BEGIN
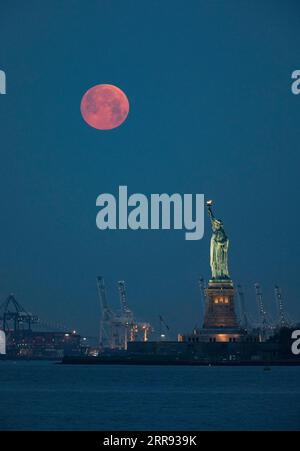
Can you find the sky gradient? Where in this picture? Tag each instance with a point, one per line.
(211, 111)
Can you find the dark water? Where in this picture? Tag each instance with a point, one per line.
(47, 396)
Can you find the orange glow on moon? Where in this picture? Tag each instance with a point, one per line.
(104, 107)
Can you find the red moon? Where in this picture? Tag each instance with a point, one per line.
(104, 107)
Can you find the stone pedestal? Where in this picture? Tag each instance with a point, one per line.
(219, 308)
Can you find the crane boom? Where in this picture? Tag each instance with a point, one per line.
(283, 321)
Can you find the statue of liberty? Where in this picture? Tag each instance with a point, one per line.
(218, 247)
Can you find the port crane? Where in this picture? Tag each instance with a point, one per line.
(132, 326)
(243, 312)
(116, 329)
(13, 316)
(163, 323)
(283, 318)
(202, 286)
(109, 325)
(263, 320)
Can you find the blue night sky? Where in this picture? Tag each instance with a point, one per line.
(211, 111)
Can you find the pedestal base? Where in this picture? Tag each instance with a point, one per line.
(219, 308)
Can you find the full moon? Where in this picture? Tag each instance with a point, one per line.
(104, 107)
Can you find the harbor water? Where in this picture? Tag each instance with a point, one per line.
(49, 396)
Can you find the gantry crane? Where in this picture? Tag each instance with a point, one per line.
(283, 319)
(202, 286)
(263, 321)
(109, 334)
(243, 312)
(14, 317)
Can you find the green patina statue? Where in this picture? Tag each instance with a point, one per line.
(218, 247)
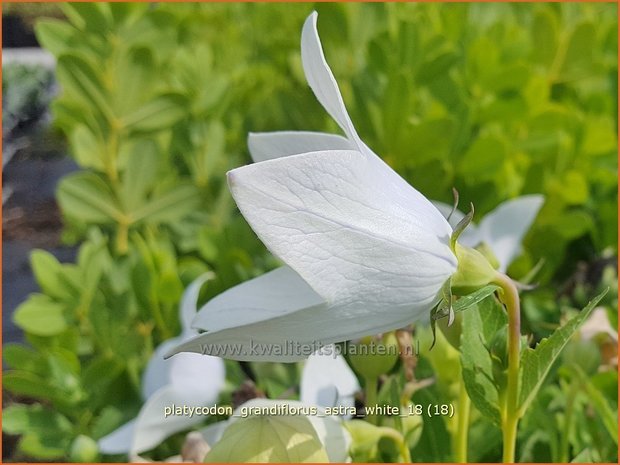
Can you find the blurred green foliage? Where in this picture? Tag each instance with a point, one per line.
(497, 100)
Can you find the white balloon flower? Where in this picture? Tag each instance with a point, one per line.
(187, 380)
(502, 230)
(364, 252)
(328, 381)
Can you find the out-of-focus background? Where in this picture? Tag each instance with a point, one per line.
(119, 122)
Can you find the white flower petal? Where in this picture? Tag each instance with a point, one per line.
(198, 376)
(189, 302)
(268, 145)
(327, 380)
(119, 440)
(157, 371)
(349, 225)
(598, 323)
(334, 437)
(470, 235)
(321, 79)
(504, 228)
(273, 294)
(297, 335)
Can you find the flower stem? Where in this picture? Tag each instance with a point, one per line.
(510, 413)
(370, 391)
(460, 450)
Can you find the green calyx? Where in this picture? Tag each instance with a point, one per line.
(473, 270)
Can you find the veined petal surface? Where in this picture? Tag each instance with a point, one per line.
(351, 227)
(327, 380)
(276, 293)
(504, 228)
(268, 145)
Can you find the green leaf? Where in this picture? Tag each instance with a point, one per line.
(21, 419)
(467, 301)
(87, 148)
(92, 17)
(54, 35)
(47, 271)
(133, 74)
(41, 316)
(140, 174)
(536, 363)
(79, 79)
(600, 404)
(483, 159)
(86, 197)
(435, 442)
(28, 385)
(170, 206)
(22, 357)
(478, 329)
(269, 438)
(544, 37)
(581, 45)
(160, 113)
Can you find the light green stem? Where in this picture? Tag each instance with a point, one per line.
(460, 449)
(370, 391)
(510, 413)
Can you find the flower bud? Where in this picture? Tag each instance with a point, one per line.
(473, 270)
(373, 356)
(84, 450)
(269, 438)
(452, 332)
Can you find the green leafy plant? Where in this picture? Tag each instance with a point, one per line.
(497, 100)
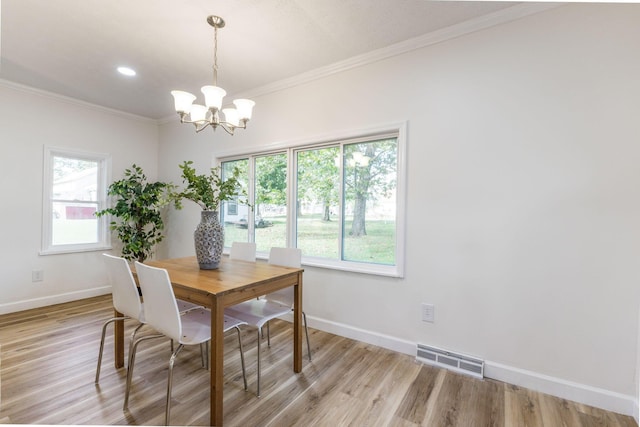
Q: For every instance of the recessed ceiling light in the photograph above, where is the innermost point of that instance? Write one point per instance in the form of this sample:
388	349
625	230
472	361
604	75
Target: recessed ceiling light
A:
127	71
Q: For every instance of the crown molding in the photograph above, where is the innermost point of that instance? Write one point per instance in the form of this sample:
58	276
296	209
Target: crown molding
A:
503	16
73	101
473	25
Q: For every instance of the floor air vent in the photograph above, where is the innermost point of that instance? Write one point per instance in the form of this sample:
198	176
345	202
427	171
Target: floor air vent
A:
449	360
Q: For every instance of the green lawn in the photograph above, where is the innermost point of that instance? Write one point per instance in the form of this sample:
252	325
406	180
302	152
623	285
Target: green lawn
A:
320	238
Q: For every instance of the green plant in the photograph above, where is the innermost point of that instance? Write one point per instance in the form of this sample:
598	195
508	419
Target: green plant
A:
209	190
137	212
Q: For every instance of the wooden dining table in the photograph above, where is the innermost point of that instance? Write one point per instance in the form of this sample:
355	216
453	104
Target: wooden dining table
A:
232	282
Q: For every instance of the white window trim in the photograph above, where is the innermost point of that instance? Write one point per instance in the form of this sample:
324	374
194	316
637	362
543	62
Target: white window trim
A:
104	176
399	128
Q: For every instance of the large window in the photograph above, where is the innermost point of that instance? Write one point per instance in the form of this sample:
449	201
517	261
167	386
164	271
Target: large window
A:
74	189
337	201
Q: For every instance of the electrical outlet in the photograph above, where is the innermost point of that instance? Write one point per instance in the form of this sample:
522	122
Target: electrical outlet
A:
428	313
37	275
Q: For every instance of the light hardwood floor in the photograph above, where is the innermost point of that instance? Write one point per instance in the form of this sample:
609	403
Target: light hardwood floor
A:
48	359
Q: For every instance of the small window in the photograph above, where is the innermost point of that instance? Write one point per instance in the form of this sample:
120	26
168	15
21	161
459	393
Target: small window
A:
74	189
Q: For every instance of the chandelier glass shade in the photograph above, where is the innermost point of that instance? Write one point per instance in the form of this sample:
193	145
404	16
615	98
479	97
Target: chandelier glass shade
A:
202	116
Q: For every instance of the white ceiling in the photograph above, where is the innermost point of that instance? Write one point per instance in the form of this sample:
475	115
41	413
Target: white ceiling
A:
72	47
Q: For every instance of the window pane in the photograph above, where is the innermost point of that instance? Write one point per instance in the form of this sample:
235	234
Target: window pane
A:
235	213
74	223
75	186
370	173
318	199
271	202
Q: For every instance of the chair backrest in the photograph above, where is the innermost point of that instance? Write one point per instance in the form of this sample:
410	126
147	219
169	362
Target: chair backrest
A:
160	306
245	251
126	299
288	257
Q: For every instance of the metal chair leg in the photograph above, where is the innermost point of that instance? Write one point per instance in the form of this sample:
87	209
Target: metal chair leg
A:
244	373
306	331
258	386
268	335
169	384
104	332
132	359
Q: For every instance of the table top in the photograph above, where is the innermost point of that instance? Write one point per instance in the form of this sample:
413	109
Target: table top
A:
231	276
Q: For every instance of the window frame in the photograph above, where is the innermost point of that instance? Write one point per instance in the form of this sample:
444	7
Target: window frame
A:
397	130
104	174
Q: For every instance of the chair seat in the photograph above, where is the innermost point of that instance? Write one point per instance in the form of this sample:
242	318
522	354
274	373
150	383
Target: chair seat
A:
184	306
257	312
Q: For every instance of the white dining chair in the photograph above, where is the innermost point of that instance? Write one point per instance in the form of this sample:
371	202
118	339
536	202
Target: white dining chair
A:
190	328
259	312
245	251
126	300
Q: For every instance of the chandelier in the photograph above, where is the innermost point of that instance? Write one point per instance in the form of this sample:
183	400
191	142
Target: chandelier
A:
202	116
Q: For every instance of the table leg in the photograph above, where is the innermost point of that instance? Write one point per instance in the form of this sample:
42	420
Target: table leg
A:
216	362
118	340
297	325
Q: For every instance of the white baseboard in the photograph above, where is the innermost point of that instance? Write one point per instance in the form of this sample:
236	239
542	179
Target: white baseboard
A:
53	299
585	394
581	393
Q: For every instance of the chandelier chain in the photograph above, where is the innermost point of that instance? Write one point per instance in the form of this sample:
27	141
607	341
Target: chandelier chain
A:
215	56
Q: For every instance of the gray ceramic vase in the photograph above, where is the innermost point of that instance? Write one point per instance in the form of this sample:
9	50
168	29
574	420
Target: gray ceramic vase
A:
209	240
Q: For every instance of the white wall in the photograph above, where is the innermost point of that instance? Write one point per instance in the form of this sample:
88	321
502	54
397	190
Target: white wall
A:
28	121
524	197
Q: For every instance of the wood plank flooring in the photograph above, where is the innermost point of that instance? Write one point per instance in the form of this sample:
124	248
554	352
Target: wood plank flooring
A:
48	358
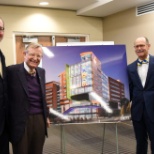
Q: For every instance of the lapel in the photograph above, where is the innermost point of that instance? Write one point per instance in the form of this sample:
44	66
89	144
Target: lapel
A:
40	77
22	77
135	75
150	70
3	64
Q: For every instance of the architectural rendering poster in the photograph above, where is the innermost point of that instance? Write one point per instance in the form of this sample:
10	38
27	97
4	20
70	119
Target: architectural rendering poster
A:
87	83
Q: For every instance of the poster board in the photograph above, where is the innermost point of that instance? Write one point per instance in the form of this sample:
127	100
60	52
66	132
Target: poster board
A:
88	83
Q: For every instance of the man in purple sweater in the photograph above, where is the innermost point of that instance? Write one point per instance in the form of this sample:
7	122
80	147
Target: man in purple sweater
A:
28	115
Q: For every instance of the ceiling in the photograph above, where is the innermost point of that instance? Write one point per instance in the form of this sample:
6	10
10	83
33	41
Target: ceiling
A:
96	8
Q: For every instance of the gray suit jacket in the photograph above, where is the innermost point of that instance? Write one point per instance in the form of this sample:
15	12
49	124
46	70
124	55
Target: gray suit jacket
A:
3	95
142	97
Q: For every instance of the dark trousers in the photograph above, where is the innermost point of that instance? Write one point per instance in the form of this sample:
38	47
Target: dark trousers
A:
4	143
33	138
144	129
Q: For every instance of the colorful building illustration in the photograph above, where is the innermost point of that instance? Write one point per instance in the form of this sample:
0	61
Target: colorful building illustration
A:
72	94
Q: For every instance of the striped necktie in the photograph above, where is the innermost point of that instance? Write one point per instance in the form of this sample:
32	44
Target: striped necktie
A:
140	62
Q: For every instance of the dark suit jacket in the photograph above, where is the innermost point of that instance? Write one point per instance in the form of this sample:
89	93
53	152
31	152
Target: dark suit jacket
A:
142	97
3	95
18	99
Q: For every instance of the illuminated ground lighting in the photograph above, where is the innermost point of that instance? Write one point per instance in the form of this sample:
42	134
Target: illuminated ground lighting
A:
END
◆ **Directions**
The answer should consist of every line from the listing above that includes the word "colorful".

◆ **Solution for this problem**
Q: For every instance of the colorful building illustration in the photograph above, where is the innermost point of that instance? Write one point per instance in the form of this sample:
Target: colorful building illustration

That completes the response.